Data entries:
########

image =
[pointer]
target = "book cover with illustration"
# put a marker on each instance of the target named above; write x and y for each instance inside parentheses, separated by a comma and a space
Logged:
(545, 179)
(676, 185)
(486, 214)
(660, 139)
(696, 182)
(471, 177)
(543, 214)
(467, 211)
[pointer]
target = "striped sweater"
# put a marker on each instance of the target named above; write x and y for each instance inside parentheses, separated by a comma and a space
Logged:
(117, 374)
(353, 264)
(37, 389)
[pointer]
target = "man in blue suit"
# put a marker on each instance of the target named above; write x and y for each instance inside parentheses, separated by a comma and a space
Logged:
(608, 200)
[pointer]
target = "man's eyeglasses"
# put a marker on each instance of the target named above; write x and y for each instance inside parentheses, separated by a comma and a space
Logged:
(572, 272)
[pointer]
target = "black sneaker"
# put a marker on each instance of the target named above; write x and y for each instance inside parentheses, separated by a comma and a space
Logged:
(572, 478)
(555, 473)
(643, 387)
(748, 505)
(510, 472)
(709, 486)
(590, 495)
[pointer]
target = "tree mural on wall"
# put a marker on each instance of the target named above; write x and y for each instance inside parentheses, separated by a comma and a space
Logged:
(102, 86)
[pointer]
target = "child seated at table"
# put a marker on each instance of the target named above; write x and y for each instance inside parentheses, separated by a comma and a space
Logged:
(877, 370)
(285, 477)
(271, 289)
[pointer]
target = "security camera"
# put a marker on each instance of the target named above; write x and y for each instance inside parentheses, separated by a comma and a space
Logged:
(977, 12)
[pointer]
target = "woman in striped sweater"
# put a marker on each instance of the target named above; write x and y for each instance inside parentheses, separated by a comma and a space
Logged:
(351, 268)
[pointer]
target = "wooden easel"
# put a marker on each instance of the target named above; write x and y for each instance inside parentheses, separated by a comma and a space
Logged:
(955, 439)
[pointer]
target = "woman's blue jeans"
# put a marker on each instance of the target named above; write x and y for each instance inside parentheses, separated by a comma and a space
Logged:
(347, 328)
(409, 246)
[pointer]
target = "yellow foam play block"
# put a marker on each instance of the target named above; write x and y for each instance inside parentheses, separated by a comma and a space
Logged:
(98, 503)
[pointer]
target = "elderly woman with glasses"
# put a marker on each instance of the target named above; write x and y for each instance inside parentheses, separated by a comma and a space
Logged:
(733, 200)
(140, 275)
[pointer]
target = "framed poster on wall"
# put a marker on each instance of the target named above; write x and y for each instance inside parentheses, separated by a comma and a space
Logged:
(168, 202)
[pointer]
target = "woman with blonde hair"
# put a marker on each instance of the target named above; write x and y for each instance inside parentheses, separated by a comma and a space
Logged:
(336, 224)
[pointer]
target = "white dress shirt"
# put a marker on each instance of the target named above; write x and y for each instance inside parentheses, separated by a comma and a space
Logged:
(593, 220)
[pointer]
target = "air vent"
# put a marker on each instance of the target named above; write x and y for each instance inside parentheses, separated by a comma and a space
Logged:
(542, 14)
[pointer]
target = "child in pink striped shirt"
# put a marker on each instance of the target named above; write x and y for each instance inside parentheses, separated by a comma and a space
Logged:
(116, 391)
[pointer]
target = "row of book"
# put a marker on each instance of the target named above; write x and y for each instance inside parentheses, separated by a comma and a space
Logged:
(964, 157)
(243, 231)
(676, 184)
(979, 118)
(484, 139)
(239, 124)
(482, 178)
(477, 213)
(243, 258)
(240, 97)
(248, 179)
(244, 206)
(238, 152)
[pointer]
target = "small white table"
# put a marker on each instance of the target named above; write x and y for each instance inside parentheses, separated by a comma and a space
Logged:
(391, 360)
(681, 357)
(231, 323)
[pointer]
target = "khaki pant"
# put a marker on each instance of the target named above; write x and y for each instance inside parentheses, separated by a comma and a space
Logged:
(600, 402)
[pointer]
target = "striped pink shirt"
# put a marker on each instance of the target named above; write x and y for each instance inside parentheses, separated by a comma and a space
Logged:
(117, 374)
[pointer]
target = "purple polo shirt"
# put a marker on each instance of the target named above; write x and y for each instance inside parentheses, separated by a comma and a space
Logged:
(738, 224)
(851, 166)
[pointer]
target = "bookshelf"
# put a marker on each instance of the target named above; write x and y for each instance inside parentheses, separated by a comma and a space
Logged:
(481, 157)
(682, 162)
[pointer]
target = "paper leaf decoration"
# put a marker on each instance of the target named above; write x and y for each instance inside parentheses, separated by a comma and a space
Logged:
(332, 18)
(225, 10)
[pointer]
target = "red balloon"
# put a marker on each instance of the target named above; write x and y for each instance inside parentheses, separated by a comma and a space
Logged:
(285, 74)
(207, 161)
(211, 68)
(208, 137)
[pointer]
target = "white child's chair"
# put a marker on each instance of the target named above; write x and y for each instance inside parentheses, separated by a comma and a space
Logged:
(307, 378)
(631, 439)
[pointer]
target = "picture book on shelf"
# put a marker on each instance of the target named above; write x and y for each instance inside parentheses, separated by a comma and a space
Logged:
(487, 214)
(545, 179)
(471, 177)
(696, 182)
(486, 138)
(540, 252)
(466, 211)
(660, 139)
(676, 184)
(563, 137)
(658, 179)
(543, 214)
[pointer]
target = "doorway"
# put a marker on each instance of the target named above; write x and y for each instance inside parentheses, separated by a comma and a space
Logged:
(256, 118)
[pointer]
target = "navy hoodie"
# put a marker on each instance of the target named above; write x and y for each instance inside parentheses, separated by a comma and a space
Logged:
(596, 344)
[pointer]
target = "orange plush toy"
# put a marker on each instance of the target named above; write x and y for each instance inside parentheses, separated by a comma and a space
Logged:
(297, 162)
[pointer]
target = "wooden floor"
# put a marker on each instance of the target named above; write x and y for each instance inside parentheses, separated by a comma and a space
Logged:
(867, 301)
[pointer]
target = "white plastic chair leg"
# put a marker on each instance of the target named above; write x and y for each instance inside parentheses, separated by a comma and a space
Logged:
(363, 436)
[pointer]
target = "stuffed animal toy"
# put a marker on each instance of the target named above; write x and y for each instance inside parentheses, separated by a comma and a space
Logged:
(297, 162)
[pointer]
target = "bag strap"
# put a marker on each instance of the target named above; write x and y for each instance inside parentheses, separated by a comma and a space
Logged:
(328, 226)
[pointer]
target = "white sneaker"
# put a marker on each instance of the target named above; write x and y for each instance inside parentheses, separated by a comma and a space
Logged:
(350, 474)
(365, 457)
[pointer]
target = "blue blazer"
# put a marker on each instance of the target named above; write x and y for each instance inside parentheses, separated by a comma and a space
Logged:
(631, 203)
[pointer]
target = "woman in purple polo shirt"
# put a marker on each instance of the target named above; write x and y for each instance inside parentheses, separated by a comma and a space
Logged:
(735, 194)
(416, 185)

########

§ Task requirements: Each line above with the string "blue" should be reported in full.

§ Exercise output:
target = "man in blue suit"
target = "woman's blue jeans"
target = "blue blazer"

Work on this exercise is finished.